- [Activity]
Can you rewrite the soft drink passage between "The Australian Competition" and "sounds more believable.", inclusive, with "corrective advertisements" changed to "correction notices"?

[[ Text section, beginning ]]

It is reckless with the truth
Never take dietary advice from the soft drink industry.
Remember Coca Cola’s infamous 2009 “myth-busting” campaign featuring the actress Kerry Armstrong? It said it was it a myth that Coke made you fat, a myth that it rots your teeth, and a myth that it was packed with caffeine.
The Australian Competition and Consumer Commission made it publish corrective advertisements about all three. "Coke's messages were totally unacceptable, creating an impression which is likely to mislead that Coca-Cola cannot contribute to weight gain, obesity and tooth decay,” the Chairman said at time.
The industry is at it again. But this time the message is more dangerous, precisely because it sounds more believable.
Three leading health organisations - Diabetes Australia, the Heart Foundation and the Cancer Council - banded together this week to to run a television ad which shows the 16 teaspoons of sugar in a 600ml bottle congealing into fat as they enter a drinker’s body.
They want vending machines banned from schools, the sugar content cut, and the manufacturers to “stop promoting the message that high-kilojoule beverages are part of a healthy, balanced diet”.
I don’t like their chances. Appearing on ABC News 24 to respond the chief executive of the Australian Beverages Council Geoff Parker spoke instead of “getting people to understand the concept of the total diet”.

[[ Text section, end ]]
[[ Records, beginning ]]

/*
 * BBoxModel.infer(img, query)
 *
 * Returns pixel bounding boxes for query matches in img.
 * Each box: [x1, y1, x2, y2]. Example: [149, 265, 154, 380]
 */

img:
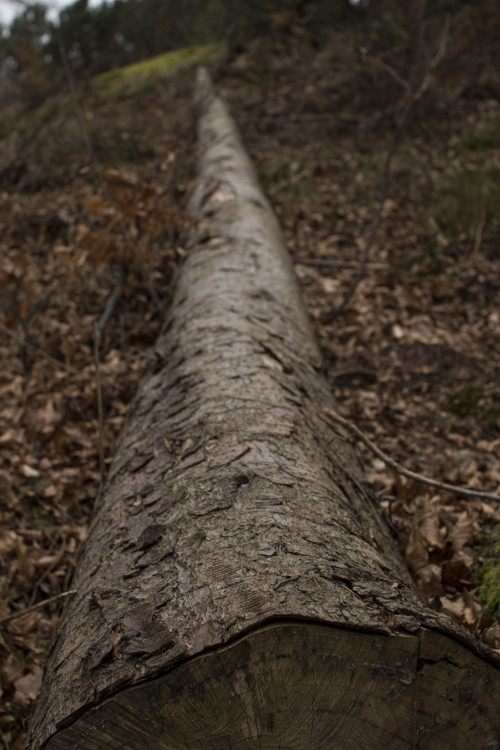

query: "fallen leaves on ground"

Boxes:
[0, 30, 500, 749]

[[ Records, end ]]

- [Response]
The Australian Competition and Consumer Commission made it publish correction notices about all three. "Coke's messages were totally unacceptable, creating an impression which is likely to mislead that Coca-Cola cannot contribute to weight gain, obesity and tooth decay,” the Chairman said at time.
The industry is at it again. But this time the message is more dangerous, precisely because it sounds more believable.